AIM OF THE TASK: In the listing below, find every line containing "image" and copy it out.

-------------------------

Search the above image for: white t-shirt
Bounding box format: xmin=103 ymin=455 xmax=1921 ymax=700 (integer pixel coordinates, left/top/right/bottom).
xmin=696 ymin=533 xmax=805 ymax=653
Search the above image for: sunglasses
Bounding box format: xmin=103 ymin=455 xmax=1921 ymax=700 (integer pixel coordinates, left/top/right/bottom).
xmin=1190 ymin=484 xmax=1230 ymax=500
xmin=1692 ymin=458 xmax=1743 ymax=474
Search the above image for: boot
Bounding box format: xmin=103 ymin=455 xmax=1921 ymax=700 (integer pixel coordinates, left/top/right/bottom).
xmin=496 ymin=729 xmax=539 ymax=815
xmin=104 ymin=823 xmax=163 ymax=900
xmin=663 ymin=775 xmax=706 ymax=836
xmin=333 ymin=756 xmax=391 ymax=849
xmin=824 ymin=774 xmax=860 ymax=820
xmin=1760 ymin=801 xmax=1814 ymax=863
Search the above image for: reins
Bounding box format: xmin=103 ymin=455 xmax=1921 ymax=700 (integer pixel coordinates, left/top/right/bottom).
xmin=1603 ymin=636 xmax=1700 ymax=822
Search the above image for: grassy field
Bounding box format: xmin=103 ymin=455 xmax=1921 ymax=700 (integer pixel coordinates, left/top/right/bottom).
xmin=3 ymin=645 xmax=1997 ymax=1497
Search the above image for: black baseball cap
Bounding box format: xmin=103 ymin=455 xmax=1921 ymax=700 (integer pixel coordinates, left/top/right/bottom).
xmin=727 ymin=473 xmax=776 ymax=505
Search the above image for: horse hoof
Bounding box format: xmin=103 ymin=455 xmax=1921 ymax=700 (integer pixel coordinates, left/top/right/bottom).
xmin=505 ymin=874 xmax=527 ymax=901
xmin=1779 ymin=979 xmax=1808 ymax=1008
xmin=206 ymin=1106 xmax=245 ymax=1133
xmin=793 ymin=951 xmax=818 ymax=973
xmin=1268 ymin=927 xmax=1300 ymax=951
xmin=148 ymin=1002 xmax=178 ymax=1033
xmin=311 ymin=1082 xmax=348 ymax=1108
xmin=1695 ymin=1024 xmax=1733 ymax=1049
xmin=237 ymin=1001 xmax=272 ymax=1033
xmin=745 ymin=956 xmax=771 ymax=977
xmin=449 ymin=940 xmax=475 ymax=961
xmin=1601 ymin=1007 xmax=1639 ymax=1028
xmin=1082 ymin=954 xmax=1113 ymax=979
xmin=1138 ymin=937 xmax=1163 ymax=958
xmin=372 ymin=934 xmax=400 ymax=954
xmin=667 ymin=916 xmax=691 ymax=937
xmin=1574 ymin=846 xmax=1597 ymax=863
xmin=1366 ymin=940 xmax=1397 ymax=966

-------------------------

TASK SOLUTION:
Search the above image for: white t-shirt
Search the above image for: sunglasses
Search the above image for: boot
Search the above image for: reins
Search the above image for: grassy field
Search the above image for: black baseball cap
Search the above image for: horse hoof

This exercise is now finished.